INSTRUCTIONS FOR THE TASK -
Set down, exactly as written, every line from the top of the records below to the line containing "<point>45,254</point>", both ends included, and no others.

EXTRACTED RECORDS -
########################################

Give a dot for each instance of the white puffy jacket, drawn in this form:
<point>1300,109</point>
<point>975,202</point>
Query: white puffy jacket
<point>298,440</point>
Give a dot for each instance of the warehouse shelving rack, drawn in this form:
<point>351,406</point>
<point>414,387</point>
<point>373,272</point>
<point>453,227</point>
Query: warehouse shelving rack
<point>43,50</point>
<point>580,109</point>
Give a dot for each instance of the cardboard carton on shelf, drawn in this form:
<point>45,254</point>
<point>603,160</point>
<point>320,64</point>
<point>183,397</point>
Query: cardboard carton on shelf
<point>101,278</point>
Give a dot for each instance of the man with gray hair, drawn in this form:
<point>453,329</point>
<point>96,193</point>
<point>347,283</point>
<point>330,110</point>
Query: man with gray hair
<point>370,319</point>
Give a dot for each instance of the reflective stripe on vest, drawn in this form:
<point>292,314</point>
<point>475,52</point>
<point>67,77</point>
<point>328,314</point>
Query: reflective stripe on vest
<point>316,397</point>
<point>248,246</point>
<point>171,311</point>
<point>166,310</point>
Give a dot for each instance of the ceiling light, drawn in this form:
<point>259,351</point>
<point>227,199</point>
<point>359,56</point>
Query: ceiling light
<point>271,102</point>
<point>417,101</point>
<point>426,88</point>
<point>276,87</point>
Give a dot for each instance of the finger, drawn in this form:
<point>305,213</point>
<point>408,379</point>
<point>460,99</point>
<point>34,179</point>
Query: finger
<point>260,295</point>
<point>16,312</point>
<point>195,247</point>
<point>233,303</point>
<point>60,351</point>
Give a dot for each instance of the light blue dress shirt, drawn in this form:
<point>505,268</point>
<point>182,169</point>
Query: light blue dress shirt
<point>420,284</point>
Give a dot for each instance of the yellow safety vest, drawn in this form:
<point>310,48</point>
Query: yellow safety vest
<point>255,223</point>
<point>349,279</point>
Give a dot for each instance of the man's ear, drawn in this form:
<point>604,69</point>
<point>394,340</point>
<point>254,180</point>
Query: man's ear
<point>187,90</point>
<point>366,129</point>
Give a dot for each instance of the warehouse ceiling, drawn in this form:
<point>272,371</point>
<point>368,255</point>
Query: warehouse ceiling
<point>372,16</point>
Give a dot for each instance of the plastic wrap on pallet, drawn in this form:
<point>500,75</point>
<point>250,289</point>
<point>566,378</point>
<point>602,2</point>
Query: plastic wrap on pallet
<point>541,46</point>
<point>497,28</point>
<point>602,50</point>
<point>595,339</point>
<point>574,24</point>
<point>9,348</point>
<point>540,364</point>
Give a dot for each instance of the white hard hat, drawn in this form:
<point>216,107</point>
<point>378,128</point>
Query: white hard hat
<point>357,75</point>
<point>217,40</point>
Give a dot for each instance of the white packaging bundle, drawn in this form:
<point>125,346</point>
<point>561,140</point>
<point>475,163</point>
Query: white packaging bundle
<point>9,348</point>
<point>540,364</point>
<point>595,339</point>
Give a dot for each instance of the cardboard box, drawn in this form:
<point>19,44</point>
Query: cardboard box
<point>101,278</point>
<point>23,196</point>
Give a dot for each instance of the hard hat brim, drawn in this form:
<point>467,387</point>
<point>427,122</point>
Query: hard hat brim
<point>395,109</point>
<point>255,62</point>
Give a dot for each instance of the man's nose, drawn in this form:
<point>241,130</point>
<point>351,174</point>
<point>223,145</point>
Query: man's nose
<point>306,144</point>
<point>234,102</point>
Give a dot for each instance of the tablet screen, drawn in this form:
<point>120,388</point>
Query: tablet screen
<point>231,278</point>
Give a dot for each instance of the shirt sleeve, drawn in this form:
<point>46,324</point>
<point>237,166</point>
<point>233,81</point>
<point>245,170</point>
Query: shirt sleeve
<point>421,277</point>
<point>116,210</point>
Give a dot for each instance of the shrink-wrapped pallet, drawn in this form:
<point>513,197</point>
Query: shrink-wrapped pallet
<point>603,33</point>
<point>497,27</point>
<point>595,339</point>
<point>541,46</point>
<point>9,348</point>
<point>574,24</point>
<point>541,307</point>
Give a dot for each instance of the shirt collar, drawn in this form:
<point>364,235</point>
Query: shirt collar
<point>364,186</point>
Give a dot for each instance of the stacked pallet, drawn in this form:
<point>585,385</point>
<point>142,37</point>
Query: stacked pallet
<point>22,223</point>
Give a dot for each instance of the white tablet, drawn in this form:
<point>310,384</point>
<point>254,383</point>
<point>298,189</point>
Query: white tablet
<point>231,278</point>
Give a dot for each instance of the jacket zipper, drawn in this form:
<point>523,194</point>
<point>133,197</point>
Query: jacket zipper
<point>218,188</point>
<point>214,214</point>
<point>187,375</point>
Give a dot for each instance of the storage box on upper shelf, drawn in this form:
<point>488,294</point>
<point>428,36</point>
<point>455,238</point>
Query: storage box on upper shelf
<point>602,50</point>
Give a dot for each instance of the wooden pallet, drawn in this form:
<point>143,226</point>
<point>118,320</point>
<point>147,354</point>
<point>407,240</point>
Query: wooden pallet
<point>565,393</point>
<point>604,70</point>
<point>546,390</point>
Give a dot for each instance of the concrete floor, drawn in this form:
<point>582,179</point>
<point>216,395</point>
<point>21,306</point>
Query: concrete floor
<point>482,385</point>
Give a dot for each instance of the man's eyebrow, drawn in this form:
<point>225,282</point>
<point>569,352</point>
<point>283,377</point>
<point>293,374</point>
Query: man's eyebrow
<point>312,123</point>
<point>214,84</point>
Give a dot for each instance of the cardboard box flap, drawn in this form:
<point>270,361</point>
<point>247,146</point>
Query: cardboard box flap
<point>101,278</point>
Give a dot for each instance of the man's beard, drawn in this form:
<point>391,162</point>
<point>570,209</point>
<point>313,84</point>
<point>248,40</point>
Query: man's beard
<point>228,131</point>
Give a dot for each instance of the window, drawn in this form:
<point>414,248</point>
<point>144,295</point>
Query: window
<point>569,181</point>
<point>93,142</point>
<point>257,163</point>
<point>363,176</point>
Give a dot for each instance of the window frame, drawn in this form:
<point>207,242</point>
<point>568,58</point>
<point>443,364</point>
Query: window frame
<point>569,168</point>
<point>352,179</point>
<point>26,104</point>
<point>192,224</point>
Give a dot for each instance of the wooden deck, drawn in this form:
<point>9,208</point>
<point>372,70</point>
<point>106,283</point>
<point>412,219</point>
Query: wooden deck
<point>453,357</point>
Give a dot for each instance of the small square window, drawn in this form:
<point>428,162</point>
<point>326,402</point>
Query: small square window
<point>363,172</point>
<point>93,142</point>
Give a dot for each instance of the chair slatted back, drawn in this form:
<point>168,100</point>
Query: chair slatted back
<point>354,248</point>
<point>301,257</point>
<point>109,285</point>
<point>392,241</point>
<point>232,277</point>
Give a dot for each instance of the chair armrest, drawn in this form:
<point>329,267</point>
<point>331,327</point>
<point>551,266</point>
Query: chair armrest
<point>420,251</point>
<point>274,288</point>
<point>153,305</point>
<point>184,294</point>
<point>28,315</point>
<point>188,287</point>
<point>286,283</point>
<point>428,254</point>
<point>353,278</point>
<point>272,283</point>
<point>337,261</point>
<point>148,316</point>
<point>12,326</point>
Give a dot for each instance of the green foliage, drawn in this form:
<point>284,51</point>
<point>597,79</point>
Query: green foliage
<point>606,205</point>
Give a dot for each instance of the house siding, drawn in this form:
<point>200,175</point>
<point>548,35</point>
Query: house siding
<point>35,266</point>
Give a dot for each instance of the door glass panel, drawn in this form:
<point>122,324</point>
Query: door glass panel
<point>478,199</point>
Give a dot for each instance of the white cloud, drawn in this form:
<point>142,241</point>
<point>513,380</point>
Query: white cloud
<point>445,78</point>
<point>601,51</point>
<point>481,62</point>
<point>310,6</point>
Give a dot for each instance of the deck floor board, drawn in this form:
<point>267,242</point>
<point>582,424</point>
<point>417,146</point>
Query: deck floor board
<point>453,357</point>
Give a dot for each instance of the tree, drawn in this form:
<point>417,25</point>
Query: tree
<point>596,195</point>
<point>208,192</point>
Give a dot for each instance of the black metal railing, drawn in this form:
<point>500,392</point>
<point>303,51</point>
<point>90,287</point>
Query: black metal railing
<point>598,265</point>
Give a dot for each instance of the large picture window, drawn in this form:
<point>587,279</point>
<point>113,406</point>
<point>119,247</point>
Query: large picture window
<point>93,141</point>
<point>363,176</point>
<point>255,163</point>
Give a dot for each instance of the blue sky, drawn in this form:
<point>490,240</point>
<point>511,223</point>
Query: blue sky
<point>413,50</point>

########################################

SOLUTION FOR THIS EXERCISE -
Give a dot for each instance of the white puffy jacket, drawn in this form:
<point>1300,109</point>
<point>975,202</point>
Query: white puffy jacket
<point>298,440</point>
Give a dot for each instance of the warehouse shelving rack, drawn in this form:
<point>351,406</point>
<point>414,387</point>
<point>373,272</point>
<point>453,227</point>
Query: warehouse shelving rack
<point>43,50</point>
<point>580,109</point>
Give a dot for each instance of the cardboard carton on shelf, drawn in this form:
<point>45,254</point>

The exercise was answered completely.